-------- Data
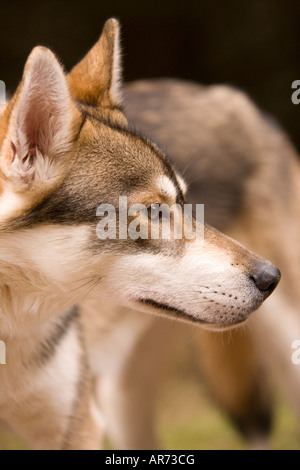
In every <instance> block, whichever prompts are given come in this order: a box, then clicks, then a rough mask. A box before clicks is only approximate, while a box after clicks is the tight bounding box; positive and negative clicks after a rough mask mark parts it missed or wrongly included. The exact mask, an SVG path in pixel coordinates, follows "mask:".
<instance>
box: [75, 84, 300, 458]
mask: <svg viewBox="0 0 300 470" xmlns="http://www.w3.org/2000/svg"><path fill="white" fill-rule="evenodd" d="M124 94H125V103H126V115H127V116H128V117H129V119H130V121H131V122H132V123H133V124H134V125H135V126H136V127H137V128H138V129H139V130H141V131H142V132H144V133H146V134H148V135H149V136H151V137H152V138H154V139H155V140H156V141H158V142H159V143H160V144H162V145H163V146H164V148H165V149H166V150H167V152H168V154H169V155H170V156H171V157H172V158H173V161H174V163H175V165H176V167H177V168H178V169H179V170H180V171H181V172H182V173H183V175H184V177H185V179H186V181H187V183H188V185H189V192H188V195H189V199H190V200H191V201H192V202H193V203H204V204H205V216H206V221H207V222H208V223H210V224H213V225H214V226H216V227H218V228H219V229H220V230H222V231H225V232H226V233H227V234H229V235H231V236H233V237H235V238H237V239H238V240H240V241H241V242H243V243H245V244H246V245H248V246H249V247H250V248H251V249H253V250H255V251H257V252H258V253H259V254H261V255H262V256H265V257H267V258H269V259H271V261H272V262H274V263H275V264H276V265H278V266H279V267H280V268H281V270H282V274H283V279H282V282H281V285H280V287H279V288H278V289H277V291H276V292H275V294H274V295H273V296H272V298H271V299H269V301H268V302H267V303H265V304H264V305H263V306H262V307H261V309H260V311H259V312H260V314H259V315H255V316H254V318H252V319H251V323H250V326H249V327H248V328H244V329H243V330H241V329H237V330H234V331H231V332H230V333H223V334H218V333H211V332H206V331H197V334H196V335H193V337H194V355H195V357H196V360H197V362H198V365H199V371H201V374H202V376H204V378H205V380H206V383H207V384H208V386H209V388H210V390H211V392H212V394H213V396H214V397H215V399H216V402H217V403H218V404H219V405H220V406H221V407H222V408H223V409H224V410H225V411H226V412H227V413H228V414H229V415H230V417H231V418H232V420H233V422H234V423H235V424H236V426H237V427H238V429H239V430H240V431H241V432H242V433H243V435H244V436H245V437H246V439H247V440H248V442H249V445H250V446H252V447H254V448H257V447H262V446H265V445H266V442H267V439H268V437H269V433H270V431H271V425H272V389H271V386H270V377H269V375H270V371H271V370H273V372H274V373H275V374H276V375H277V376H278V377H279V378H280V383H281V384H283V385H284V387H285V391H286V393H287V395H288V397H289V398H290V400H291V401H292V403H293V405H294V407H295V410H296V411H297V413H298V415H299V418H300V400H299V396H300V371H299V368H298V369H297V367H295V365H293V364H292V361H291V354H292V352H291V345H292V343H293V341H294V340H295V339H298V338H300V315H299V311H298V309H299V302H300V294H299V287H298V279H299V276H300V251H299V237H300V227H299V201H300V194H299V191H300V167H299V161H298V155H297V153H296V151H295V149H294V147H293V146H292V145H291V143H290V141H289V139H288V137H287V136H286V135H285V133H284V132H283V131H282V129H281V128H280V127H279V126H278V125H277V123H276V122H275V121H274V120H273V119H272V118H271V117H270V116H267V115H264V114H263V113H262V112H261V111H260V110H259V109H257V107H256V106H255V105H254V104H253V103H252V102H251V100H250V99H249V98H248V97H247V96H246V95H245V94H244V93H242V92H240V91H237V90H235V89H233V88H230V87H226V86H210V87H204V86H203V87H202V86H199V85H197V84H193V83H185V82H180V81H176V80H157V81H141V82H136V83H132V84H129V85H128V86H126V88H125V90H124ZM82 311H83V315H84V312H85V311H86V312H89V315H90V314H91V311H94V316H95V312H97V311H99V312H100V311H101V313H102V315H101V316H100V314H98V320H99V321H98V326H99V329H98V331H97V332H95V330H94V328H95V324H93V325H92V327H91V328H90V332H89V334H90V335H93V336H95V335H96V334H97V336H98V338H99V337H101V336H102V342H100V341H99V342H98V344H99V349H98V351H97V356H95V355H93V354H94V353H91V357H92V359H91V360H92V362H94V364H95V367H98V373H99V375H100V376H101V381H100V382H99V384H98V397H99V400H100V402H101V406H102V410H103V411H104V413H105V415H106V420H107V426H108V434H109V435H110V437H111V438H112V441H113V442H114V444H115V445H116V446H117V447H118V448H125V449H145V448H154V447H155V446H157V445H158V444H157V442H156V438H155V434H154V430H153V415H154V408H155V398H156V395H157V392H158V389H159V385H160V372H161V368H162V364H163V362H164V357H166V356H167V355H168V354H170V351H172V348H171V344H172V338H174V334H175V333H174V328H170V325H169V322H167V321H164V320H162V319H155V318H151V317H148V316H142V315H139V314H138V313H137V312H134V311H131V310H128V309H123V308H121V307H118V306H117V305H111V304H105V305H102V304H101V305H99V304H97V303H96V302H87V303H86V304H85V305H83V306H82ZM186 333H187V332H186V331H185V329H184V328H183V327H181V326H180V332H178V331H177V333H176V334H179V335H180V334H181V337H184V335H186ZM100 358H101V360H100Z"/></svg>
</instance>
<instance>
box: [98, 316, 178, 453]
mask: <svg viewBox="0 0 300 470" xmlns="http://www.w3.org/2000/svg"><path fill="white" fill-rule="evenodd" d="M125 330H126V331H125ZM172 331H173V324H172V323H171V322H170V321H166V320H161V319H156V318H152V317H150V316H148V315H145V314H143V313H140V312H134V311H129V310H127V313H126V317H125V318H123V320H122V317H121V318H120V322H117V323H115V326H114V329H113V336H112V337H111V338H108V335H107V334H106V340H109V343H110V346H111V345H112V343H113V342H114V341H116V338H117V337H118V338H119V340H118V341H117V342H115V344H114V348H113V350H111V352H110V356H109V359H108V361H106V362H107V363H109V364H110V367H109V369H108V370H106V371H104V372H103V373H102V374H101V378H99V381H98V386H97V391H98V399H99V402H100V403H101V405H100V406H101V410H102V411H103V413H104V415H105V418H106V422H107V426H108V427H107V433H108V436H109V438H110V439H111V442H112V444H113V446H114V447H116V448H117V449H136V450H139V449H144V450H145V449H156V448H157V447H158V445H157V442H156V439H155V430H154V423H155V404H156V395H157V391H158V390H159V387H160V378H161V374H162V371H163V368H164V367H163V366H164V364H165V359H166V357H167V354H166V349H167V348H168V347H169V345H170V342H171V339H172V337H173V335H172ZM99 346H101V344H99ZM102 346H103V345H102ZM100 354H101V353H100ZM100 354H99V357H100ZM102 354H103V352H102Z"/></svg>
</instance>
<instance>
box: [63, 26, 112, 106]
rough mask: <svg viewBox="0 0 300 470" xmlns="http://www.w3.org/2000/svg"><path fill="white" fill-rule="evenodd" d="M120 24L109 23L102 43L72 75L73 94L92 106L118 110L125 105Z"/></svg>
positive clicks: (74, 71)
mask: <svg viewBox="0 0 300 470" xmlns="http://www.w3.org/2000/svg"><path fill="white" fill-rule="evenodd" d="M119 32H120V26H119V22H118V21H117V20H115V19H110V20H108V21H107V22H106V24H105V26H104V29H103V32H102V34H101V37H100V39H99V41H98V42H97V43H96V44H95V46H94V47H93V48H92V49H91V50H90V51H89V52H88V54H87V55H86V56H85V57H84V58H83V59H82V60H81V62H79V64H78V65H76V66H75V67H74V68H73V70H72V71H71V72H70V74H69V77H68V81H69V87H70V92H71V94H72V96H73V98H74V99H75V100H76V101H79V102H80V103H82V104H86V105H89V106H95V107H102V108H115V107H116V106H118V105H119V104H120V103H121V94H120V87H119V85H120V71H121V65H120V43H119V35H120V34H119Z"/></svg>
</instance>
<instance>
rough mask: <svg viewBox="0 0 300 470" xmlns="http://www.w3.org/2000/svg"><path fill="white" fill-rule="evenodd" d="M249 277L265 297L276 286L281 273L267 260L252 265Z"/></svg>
----------------
### What to do
Whenever a line of the records holds the string "rough", pick it out and copy it.

### Exercise answer
In every <instance> block, whichever prompts are given come in this order: a box, then clicks, then a rough mask. A box before clicks is only approximate, while a box after clicks is the tight bounding box; positive and negative clicks after a rough mask mark parts it missed or wrongly included. The exact mask, an SVG path in pixel coordinates, follows "mask:".
rough mask: <svg viewBox="0 0 300 470" xmlns="http://www.w3.org/2000/svg"><path fill="white" fill-rule="evenodd" d="M120 24L109 23L102 43L72 75L73 94L92 106L118 110L125 105Z"/></svg>
rough mask: <svg viewBox="0 0 300 470" xmlns="http://www.w3.org/2000/svg"><path fill="white" fill-rule="evenodd" d="M249 277L265 297L276 286L281 273L267 260L252 265Z"/></svg>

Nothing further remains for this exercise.